Start of Exercise text

OpenAI open-weights a PII redaction model
Privacy Filter is a 1.5B-parameter model (50M active), derived from gpt-oss, Apache 2.0, 128K context, bidirectional token classifier architecture. 96% F1 on PII-Masking-300k. Runs locally in a browser or on a laptop. Preprocessing infrastructure, not a frontier model.
Codex Chronicle adds opt-in screen memory in preview
Sandboxed background agents periodically capture screen content, OCR it, and write markdown memory files to disk, unencrypted. ChatGPT Pro on macOS only, blocked in the EU, UK, and Switzerland. Security researchers immediately compared it to Microsoft's Recall. Burns rate limits quickly and widens prompt-injection exposure from on-screen content.
GitHub Copilot tightens plans and exposes a token meter
Pro, Pro+, and Student signups in GitHub Copilot are paused (Free stays open), Opus is stripped from Pro, Opus 4.7 is Pro+ only at 7.5x request multiplier through April 30. The actual change that matters: a token-based usage meter running alongside the legacy premium-request count. You can have premium requests left over and still get throttled. Cursor walked this road in June 2025 before killing "fast requests" for usage-based credits entirely.
Microsoft Teams SDK ships a three-line HTTP adapter
The renamed Teams AI Library now includes ExpressAdapter in TypeScript and FastAPIAdapter in Python that wrap your existing HTTP server and inject a POST /api/messages route. Docs walk through running a Slack Bolt bot and Teams on the same Express server, bridging a LangChain chain, and forwarding messages to an Azure AI Foundry agent.
AWS Interconnect reaches general availability
Layer 3 private connections between AWS VPCs and Google Cloud (Azure and OCI later in 2026) with built-in MACsec encryption over the AWS backbone. Interconnect Last Mile auto-provisions 4 redundant connections across 2 locations with BGP, MACsec, and Jumbo Frames by default. Spec is on GitHub under Apache 2.0.
Microsoft wires Claude Mythos Preview into its SDL toolchain
Developers can run vulnerability detection earlier in the dev cycle. The integration lands during active external scrutiny of Mythos's own release constraints.

End of Exercise text
Start of Entries provided

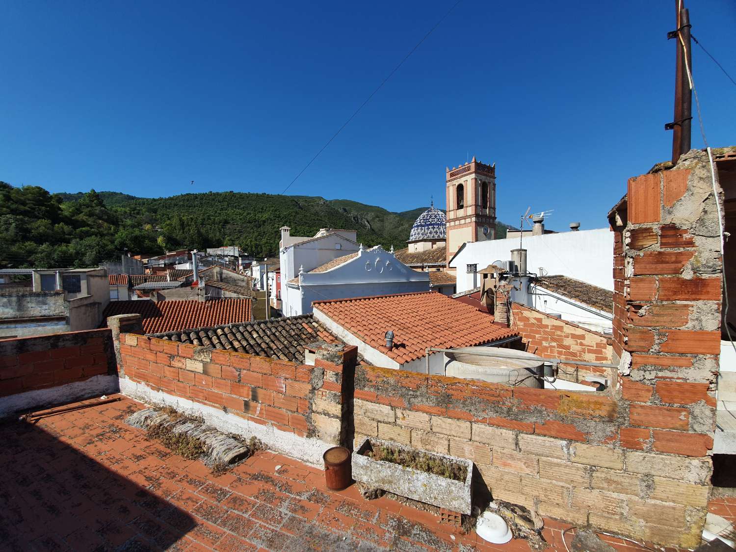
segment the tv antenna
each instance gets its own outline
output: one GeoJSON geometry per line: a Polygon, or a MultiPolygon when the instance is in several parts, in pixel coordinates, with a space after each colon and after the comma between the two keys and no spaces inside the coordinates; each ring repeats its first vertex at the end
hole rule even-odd
{"type": "Polygon", "coordinates": [[[521,224],[520,224],[521,227],[519,228],[519,249],[522,249],[521,238],[524,236],[524,219],[526,219],[526,216],[529,214],[529,211],[531,210],[531,205],[529,205],[528,207],[526,208],[526,213],[525,213],[521,216],[521,224]]]}

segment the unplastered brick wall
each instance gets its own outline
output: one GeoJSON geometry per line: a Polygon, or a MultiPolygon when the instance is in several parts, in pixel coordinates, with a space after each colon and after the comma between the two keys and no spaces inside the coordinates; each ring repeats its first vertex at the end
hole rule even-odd
{"type": "MultiPolygon", "coordinates": [[[[473,460],[494,498],[662,545],[695,547],[710,463],[672,446],[609,393],[512,387],[358,366],[354,446],[367,436],[473,460]],[[689,455],[689,456],[685,456],[689,455]]],[[[679,431],[679,434],[687,434],[679,431]]]]}
{"type": "Polygon", "coordinates": [[[314,352],[315,365],[308,366],[121,333],[119,369],[121,377],[153,391],[337,444],[347,411],[343,372],[352,380],[357,348],[325,344],[314,352]]]}
{"type": "Polygon", "coordinates": [[[116,373],[108,329],[0,341],[0,397],[116,373]]]}
{"type": "MultiPolygon", "coordinates": [[[[512,327],[519,332],[526,350],[545,358],[611,362],[611,337],[551,316],[536,308],[512,303],[512,327]]],[[[561,372],[559,378],[573,381],[584,380],[589,375],[609,373],[607,368],[578,366],[574,363],[563,364],[562,367],[568,373],[561,372]]]]}

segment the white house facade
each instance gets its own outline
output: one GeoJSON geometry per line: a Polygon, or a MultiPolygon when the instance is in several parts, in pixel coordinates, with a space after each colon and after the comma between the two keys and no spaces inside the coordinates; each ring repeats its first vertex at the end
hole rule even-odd
{"type": "MultiPolygon", "coordinates": [[[[608,228],[525,237],[527,270],[538,275],[561,275],[604,289],[613,289],[613,233],[608,228]]],[[[450,260],[456,269],[457,293],[480,286],[476,270],[497,261],[510,261],[519,239],[466,243],[450,260]]]]}
{"type": "Polygon", "coordinates": [[[429,291],[429,275],[412,270],[381,246],[358,250],[287,279],[282,270],[282,312],[312,312],[312,302],[429,291]]]}

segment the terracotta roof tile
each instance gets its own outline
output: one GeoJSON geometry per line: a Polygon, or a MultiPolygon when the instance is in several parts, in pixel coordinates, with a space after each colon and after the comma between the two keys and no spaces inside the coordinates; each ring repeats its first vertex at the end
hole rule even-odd
{"type": "Polygon", "coordinates": [[[480,345],[518,335],[493,316],[434,291],[315,301],[315,309],[364,342],[404,364],[424,356],[428,347],[480,345]],[[394,332],[394,348],[384,336],[394,332]]]}
{"type": "Polygon", "coordinates": [[[340,343],[311,314],[169,332],[157,337],[294,362],[304,362],[304,348],[310,343],[340,343]]]}
{"type": "Polygon", "coordinates": [[[130,275],[130,283],[133,287],[140,286],[141,283],[148,282],[166,282],[166,275],[165,274],[132,274],[130,275]]]}
{"type": "Polygon", "coordinates": [[[604,312],[613,312],[613,291],[609,289],[567,276],[541,277],[537,285],[604,312]]]}
{"type": "Polygon", "coordinates": [[[428,274],[430,286],[449,286],[456,282],[455,277],[444,270],[431,270],[428,274]]]}
{"type": "Polygon", "coordinates": [[[213,299],[209,301],[111,301],[102,314],[107,316],[140,314],[146,333],[158,333],[250,322],[250,299],[213,299]]]}
{"type": "Polygon", "coordinates": [[[110,286],[127,286],[129,282],[127,274],[111,274],[107,276],[110,286]]]}
{"type": "Polygon", "coordinates": [[[410,253],[408,247],[397,250],[394,255],[396,258],[407,266],[414,266],[425,264],[441,264],[447,263],[447,251],[445,247],[435,247],[426,251],[417,251],[410,253]]]}

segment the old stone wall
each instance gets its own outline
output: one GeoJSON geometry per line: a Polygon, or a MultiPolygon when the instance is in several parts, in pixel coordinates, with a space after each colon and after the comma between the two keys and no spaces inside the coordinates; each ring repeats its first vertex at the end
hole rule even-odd
{"type": "Polygon", "coordinates": [[[0,340],[0,417],[116,390],[108,329],[0,340]]]}
{"type": "Polygon", "coordinates": [[[154,392],[210,406],[299,437],[339,444],[344,436],[343,370],[357,349],[327,345],[315,365],[120,335],[121,377],[154,392]]]}
{"type": "MultiPolygon", "coordinates": [[[[551,316],[536,308],[512,303],[512,328],[519,332],[526,350],[545,358],[564,358],[584,362],[611,362],[612,339],[577,324],[551,316]]],[[[562,365],[569,373],[561,379],[584,380],[590,375],[607,375],[604,367],[562,365]]]]}
{"type": "Polygon", "coordinates": [[[635,539],[700,542],[708,443],[684,450],[673,432],[651,428],[682,429],[685,408],[673,416],[606,393],[364,366],[355,386],[355,447],[374,436],[470,459],[494,498],[635,539]]]}

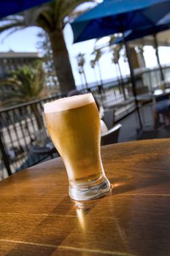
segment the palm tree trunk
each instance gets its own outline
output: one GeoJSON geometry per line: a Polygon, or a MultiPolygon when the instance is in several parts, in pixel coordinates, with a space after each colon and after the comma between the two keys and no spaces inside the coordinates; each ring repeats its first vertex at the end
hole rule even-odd
{"type": "Polygon", "coordinates": [[[58,29],[49,34],[49,37],[61,92],[67,93],[76,87],[63,31],[58,29]]]}

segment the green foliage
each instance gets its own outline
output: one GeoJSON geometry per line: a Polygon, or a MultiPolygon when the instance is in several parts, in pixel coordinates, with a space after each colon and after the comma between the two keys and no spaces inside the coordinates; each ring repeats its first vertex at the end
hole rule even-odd
{"type": "Polygon", "coordinates": [[[45,97],[45,72],[42,63],[24,66],[0,80],[1,105],[9,106],[45,97]]]}
{"type": "Polygon", "coordinates": [[[41,27],[47,32],[53,46],[55,70],[63,92],[69,91],[70,86],[72,89],[75,86],[66,46],[63,42],[63,29],[70,19],[75,18],[75,8],[87,1],[93,2],[95,0],[54,0],[20,14],[4,18],[0,24],[0,33],[8,31],[10,34],[18,29],[31,26],[41,27]],[[64,53],[62,56],[61,52],[64,53]]]}

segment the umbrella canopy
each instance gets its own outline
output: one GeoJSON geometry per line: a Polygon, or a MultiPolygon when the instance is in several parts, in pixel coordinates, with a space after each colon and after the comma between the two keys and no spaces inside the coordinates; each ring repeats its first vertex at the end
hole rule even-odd
{"type": "Polygon", "coordinates": [[[0,18],[51,0],[0,0],[0,18]]]}
{"type": "Polygon", "coordinates": [[[162,80],[164,80],[164,75],[163,75],[163,72],[162,67],[160,63],[160,59],[159,59],[156,34],[169,29],[170,29],[170,15],[168,14],[166,16],[166,18],[162,19],[161,22],[158,22],[155,26],[144,27],[144,28],[142,28],[141,29],[136,29],[134,31],[130,30],[128,31],[125,32],[123,37],[116,39],[112,44],[113,45],[118,44],[120,42],[124,42],[124,41],[128,42],[137,38],[152,34],[154,37],[155,48],[156,50],[155,53],[157,57],[157,61],[158,61],[159,69],[160,69],[160,72],[161,72],[161,79],[162,80]]]}
{"type": "Polygon", "coordinates": [[[150,26],[147,28],[142,28],[141,29],[136,30],[129,30],[124,33],[124,39],[123,37],[117,37],[115,41],[112,42],[112,45],[119,44],[123,42],[125,39],[126,42],[134,40],[136,39],[148,36],[150,34],[155,34],[158,32],[161,32],[164,30],[170,29],[170,19],[169,24],[158,25],[154,26],[150,26]]]}
{"type": "MultiPolygon", "coordinates": [[[[169,11],[170,0],[104,0],[71,23],[74,42],[153,26],[169,11]]],[[[139,124],[142,128],[131,55],[128,45],[124,42],[139,124]]]]}
{"type": "Polygon", "coordinates": [[[169,0],[104,0],[71,23],[74,42],[153,26],[169,11],[169,0]]]}

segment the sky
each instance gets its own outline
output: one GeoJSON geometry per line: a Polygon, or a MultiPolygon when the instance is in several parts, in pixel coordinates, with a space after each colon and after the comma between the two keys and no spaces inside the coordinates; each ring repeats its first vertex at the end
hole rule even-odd
{"type": "MultiPolygon", "coordinates": [[[[38,27],[29,27],[23,30],[18,31],[5,38],[6,34],[0,35],[0,52],[14,50],[15,52],[36,52],[37,42],[39,42],[38,33],[41,31],[38,27]],[[4,39],[5,38],[5,39],[4,39]]],[[[70,61],[73,70],[76,85],[82,84],[82,80],[78,73],[78,67],[76,56],[80,53],[85,53],[85,72],[86,73],[88,83],[100,80],[99,72],[97,68],[96,72],[90,68],[90,61],[93,59],[93,52],[95,40],[88,40],[83,42],[73,44],[73,34],[71,26],[68,24],[64,29],[64,37],[69,53],[70,61]]],[[[151,46],[145,46],[144,59],[147,67],[153,67],[157,64],[155,50],[151,46]]],[[[159,48],[160,59],[162,64],[170,63],[170,48],[159,48]]],[[[128,74],[129,70],[123,59],[120,60],[123,75],[128,74]]],[[[102,79],[112,79],[117,77],[115,67],[111,61],[111,53],[105,50],[105,53],[100,59],[100,67],[101,69],[102,79]]]]}

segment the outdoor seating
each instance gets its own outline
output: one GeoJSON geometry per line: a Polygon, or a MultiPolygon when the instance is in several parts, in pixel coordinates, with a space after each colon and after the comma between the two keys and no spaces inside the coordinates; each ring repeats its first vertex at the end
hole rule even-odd
{"type": "Polygon", "coordinates": [[[104,120],[108,129],[111,129],[115,124],[115,110],[114,108],[104,110],[102,119],[104,120]]]}
{"type": "Polygon", "coordinates": [[[101,136],[101,146],[117,143],[122,124],[118,124],[101,136]]]}

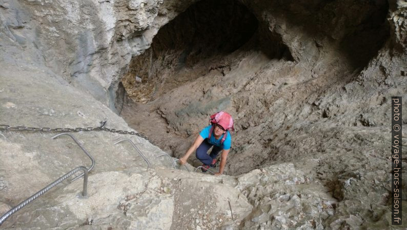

End of Entries provided

Study questions -
1. From the tech news roundup, set down the stretch from "GitHub Copilot tightens" through "usage-based credits entirely.".
2. In the tech news roundup, rewrite the paragraph that begins "Layer 3 private connections" as a short bulleted list that keeps its main facts.
3. Answer these questions from the tech news roundup:
(a) What F1 score does Privacy Filter reach on PII-Masking-300k?
(b) Which Microsoft product did security researchers compare Codex Chronicle to?
(c) What route do the Teams SDK adapters inject into an existing HTTP server?

Task-by-task solutions -
1.
GitHub Copilot tightens plans and exposes a token meter
Pro, Pro+, and Student signups in GitHub Copilot are paused (Free stays open), Opus is stripped from Pro, Opus 4.7 is Pro+ only at 7.5x request multiplier through April 30. The actual change that matters: a token-based usage meter running alongside the legacy premium-request count. You can have premium requests left over and still get throttled. Cursor walked this road in June 2025 before killing "fast requests" for usage-based credits entirely.

2.
- Layer 3 private connections between AWS VPCs and Google Cloud, with Azure and OCI coming later in 2026
- Built-in MACsec encryption over the AWS backbone
- Interconnect Last Mile auto-provisions 4 redundant connections across 2 locations
- BGP, MACsec, and Jumbo Frames are on by default
- The spec is on GitHub under Apache 2.0

3.
(a) 96%
(b) Recall
(c) POST /api/messages